━━━━━ Data extract
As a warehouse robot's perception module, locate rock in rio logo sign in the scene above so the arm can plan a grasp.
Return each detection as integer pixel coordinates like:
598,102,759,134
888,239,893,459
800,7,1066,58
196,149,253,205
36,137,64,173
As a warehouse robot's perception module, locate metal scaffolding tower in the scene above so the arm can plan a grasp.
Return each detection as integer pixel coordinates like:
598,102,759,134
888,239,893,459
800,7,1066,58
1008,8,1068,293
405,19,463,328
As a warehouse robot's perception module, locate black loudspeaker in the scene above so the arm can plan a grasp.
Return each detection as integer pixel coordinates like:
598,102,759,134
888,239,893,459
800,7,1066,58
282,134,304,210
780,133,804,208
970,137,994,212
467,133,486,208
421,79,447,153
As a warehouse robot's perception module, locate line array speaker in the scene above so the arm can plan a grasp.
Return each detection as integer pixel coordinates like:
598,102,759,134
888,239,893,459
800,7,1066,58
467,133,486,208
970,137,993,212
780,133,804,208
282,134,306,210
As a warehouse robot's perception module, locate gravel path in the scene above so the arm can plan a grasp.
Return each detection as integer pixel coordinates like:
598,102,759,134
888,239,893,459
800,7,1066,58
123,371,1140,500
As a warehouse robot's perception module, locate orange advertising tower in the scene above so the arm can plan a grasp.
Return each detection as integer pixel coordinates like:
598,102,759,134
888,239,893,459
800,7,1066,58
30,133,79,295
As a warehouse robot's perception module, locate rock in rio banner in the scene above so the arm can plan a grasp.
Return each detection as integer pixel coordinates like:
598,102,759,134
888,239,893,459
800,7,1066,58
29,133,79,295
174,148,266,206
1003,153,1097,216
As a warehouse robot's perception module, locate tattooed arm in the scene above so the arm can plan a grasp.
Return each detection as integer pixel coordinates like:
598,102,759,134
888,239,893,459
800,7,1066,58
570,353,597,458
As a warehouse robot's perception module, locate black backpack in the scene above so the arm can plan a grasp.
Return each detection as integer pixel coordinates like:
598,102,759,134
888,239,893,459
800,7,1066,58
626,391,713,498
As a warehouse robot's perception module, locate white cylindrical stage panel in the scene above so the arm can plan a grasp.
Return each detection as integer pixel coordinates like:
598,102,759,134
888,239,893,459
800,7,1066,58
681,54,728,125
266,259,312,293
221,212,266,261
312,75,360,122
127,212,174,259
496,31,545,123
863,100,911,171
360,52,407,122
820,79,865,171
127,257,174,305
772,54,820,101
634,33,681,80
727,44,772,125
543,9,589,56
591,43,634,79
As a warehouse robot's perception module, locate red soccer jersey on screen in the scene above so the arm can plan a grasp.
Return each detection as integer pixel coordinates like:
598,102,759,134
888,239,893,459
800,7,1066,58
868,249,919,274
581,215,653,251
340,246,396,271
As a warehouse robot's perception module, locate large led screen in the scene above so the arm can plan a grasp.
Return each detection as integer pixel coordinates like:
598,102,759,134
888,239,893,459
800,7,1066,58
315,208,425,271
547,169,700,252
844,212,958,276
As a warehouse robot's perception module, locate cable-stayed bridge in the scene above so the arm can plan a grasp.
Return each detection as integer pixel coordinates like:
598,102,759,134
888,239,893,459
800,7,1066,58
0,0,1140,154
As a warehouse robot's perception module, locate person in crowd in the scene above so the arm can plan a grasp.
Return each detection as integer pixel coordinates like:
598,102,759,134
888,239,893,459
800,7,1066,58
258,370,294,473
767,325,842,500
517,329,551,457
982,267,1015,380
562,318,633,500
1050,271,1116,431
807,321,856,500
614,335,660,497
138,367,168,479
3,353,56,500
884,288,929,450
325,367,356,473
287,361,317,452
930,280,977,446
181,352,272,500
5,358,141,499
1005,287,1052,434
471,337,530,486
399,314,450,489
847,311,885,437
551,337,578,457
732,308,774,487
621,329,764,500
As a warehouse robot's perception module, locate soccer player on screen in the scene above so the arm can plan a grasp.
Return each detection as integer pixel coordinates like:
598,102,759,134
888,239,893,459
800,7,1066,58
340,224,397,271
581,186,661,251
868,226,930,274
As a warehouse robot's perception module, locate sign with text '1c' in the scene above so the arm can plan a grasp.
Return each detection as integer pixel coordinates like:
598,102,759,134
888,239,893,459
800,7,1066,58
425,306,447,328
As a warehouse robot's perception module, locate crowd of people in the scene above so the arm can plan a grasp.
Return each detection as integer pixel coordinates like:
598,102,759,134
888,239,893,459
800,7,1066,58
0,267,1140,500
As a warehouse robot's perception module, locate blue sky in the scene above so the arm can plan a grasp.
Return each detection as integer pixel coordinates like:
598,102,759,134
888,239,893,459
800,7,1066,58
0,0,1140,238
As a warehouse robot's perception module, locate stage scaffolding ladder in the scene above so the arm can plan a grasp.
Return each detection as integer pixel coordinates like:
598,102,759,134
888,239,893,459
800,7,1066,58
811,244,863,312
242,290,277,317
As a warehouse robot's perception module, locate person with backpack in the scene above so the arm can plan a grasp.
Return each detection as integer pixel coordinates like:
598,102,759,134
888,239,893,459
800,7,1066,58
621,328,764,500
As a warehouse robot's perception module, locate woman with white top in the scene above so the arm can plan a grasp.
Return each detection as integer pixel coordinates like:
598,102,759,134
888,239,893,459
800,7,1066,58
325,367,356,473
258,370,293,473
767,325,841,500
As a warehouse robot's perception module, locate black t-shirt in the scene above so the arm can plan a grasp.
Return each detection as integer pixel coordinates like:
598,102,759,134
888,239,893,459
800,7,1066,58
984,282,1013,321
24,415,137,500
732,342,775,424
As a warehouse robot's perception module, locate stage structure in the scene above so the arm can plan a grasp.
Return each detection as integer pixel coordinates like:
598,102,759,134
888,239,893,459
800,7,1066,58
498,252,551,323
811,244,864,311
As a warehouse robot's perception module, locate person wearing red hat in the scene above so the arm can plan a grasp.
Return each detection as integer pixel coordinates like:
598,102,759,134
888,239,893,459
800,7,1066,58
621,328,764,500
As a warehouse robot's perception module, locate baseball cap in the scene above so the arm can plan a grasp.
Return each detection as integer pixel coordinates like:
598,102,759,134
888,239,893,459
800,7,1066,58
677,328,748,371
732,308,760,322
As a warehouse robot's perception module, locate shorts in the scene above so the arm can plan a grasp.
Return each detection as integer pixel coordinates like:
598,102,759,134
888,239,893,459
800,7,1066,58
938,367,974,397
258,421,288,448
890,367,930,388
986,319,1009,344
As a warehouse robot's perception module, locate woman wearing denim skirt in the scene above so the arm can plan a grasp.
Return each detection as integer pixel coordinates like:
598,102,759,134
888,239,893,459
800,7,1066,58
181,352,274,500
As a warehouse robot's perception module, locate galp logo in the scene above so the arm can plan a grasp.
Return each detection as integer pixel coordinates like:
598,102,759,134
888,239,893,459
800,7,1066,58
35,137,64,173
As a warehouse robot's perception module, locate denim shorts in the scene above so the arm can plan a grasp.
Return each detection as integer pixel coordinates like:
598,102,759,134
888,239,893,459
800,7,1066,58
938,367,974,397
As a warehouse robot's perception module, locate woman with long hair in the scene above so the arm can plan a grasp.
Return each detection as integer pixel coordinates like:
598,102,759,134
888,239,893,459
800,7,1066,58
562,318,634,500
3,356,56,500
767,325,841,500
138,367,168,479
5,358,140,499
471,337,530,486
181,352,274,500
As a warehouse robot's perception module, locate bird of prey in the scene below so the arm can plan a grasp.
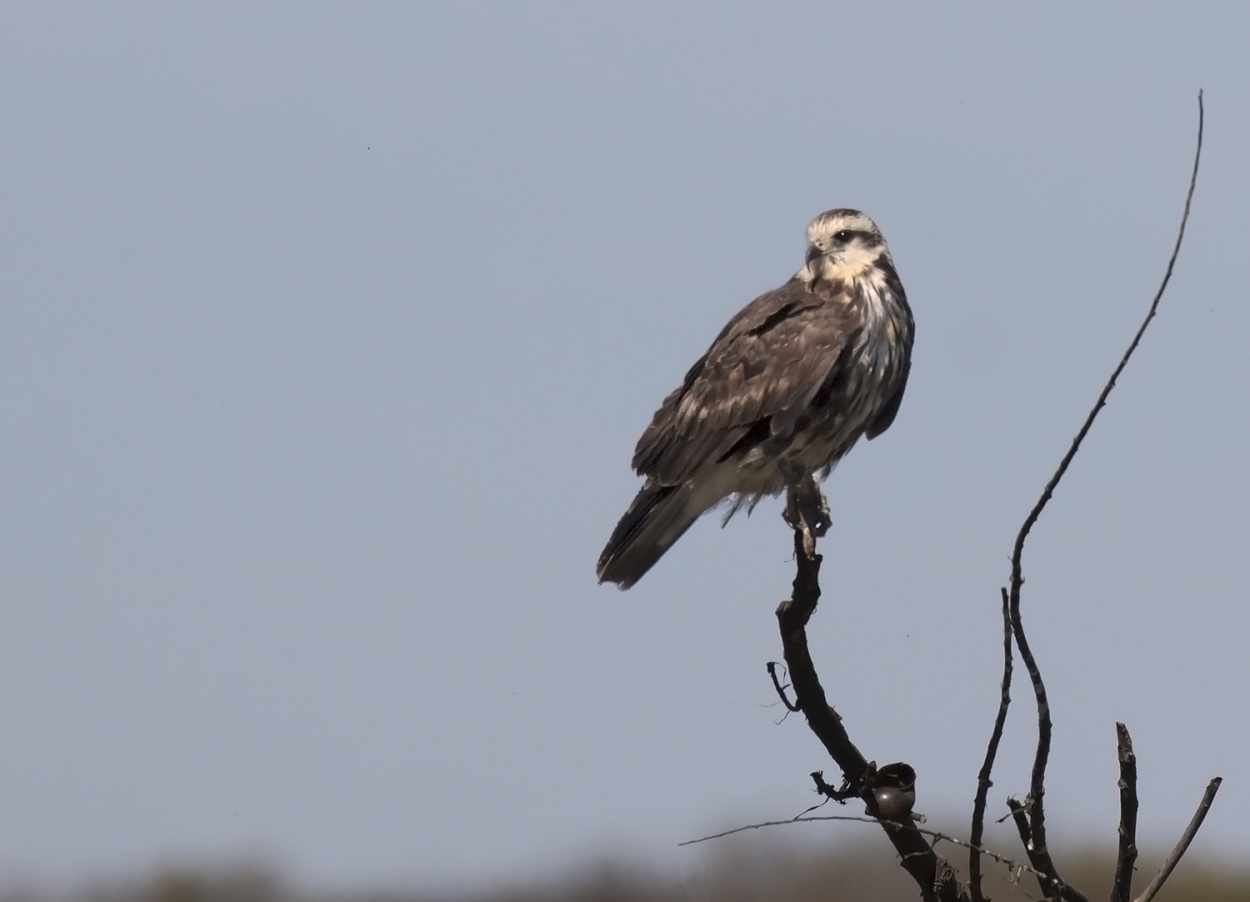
━━━━━━━━━━
◆ **Task goal**
Copy every row above word for word, leaving out the pictures.

◆ **Result of the exercise**
As a warehouse robot's perception module, locate rock in rio logo sign in the scene above so the arm can plan a grasp.
Return each detection as integer pixel coordinates like:
598,102,759,134
888,239,893,459
800,7,1066,58
196,149,253,205
36,137,64,173
As a warehouse robot's perception module, locate metal scaffolding tower in the scene above so the arm can plan a grasp.
Return each detection as integer pixel coordinates like:
598,102,759,134
888,239,893,459
800,7,1066,58
1008,8,1068,293
405,19,463,328
As a warehouse robot's perception module, locate black loudspeaker in the scene above so the arm can plan a grasp.
Return each detection as integer pixel coordinates like:
598,102,759,134
888,239,893,459
800,7,1066,58
282,134,304,210
780,133,804,208
970,137,994,212
467,133,486,208
421,79,447,153
As a warehouse robot's perception module, locate line array speaker in the scene above so the arm can plan a grasp.
Return each detection as integer pixel coordinates like:
598,102,759,134
888,239,893,459
800,7,1066,58
467,133,486,208
970,137,993,212
780,133,804,208
282,134,306,210
As a warehouse robot's perception module, locate gravel path in the scene above so the arm can plan a grasp.
Return each detection as integer pixel coordinates like:
598,102,759,134
888,239,893,459
800,7,1066,58
123,371,1140,500
As a warehouse robot's perception module, locate orange advertising tower in the scene above so the arm can plan a grasp.
Return each detection as integer pixel coordinates like:
598,102,759,134
888,239,893,459
800,7,1066,58
30,133,79,295
As a warehouse robot's perception module, locate rock in rio banner in the scene above so the arm can plan a grasp.
Return each detection as integer pixel coordinates like:
598,102,759,134
888,239,893,459
800,7,1066,58
29,133,79,295
174,148,266,206
1003,153,1097,216
As a warehouse robot's perception module, locate tattooed arm in the scene above so the arm can plan a grasp.
Return each detection as integer pixel coordinates like:
598,102,759,134
888,239,893,459
800,7,1066,58
570,353,597,458
As a warehouse robot's perception module, locate black backpack in the scene above so the arm can plan a grasp.
Return each detection as integer pixel coordinates like:
598,102,759,134
888,239,893,459
800,7,1066,58
626,391,713,498
As a warehouse robot's perception module, locate white cylindrical stage panel in the scene above so the arm can plan a grasp.
Return each detection as integer pixel coordinates like:
598,102,759,134
888,239,893,459
800,7,1066,58
681,54,728,125
266,259,312,293
221,212,266,261
312,75,360,122
127,212,174,259
496,31,545,123
863,100,911,171
360,52,407,122
820,79,865,171
127,257,174,305
772,54,820,101
634,33,681,80
727,44,772,125
543,9,589,56
591,43,634,79
As a warehouse robot's perception module, locate red soccer jersey on screen in the scene above so the arm can plan a grasp.
Return each detection as integer pixel coordinates like:
598,102,759,134
888,239,893,459
800,7,1066,58
868,249,919,274
581,215,653,251
340,246,396,271
As a warehouse robot's perception module, locate large led screen in the scene above so the arm can plan a grasp.
Return each detection as integer pixel coordinates like:
598,102,759,134
888,239,893,459
800,7,1066,58
315,208,425,271
547,169,700,252
844,212,958,276
As a warehouse robot's perception module, locate cable-stayed bridge in the scene above so the arm can plan a grasp.
Return each detection as integer pixel coordinates like:
598,102,759,134
888,239,893,459
800,7,1066,58
0,0,1140,154
As a warehouse robot's perception module, locate person in crowd in the scene above so the arm can plan a grasp.
Return each detection as integer pixel coordinates like:
598,102,759,134
888,239,893,459
800,7,1066,58
258,370,294,473
767,325,842,500
517,329,551,457
982,267,1015,380
562,318,633,500
1050,271,1116,431
807,321,856,500
614,335,660,497
138,367,168,479
3,353,56,500
884,288,929,450
325,367,356,473
287,361,317,452
930,280,977,446
181,352,272,500
5,358,141,499
1005,287,1052,434
471,337,530,486
399,314,450,489
847,311,885,437
551,337,578,457
732,308,774,487
621,329,764,500
As a warehouse robot's perception module, locate soccer player on screen in the scene above so the arm can plan a grasp.
Return each detection as integer pixel coordinates like:
598,102,759,134
888,239,893,459
800,7,1066,58
340,224,397,271
581,186,661,251
868,226,930,274
As a warehouse robot's perception module, locate sign with text '1c' in the scene above so the arm can plan a grasp.
Return each detection as integer pixel coordinates like:
598,102,759,134
888,239,893,459
800,7,1066,58
425,306,447,328
As a warehouse robot's perception module, locate crowd of people in the scene above so the arm can plan a grasp.
Return each detection as integer pixel coordinates like:
598,102,759,134
888,239,893,459
800,7,1066,58
0,267,1140,500
As a warehouse robot's perception module, locate blue sky in the scene above so the arm can plan a grasp.
Return each detection as integer pixel coordinates like:
598,102,759,134
888,239,893,459
800,7,1066,58
0,0,1140,238
As a warehouse robot's perception module, locate stage scaffolding ladder in the scene above so the arm can plan a grasp.
Return each detection as integer pixel coordinates like:
598,102,759,134
888,239,893,459
800,7,1066,58
811,244,863,312
242,290,277,317
As a warehouse robot's perception module, locate person with backpack in the scene above so the arm can plan a grasp.
Return each detection as integer pixel coordinates like:
598,102,759,134
888,239,893,459
800,7,1066,58
621,328,764,500
As a warehouse robot's perception module, locate woman with white top in the scene above so the arm can plan a grasp.
Return each detection as integer pixel coordinates like:
598,102,759,134
888,239,893,459
800,7,1066,58
325,367,356,473
258,370,293,473
767,325,841,500
As a warehouse robot's perception module, locate black t-shirt in the scene above so the arm can plan a grasp.
Return each detection as integer pixel coordinates like:
598,102,759,134
888,239,893,459
800,7,1066,58
984,282,1013,321
24,415,137,500
732,342,775,424
As a warehouse robot's perception module, locate stage structure in the scene above so the arm can plan a grasp.
Return each detection as integer pixel coordinates like:
598,102,759,134
888,239,893,459
800,7,1066,58
498,252,551,323
811,244,864,311
As a warehouse robot's perception module, locate person wearing red hat in the scene above so the arm can plan a grasp.
Return each detection as integer pixel coordinates like:
598,102,759,134
888,239,893,459
800,7,1066,58
621,328,764,500
As a warehouse robot's perception module, locate baseball cap in the scene above so the arm can plan a grasp.
Return each detection as integer pixel coordinates like:
598,102,759,134
888,239,893,459
800,7,1066,58
677,328,748,371
732,308,760,322
As a warehouse robot's perception module, locate shorts in the scene above so the arm can plan a grasp.
Return each detection as integer pixel coordinates like:
598,102,759,134
888,239,893,459
800,7,1066,58
938,367,974,397
258,421,288,448
890,367,930,388
986,319,1009,344
As a warehouse robot's perception module, locate woman wearing denim skirt in the scene above so the arm can plan a grasp.
Return each detection as integer pixel coordinates like:
598,102,759,134
888,239,893,459
800,7,1066,58
181,352,274,500
As a warehouse robot's perception module, locate galp logo in the scene above so the arm can plan a grasp.
Return each detection as integer pixel coordinates like:
598,102,759,134
888,239,893,459
800,7,1066,58
35,137,64,173
As a warehouse robot's perception module, locate denim shorts in the scene above so the arm can plan a grasp.
Return each detection as integer pixel coordinates like:
598,102,759,134
888,239,893,459
800,7,1066,58
938,367,974,397
As a warehouse robot's perception module, locate woman with long hair in the scene above so the arm can plan a grasp.
Return each detection as integer pixel coordinates like:
598,102,759,134
888,239,893,459
800,7,1066,58
562,318,634,500
3,356,56,500
767,325,841,500
138,367,168,479
5,358,140,499
471,337,530,486
181,352,274,500
As a warehouse robot's perception module, locate bird of prey in the scene below so the arm can plan a grasp.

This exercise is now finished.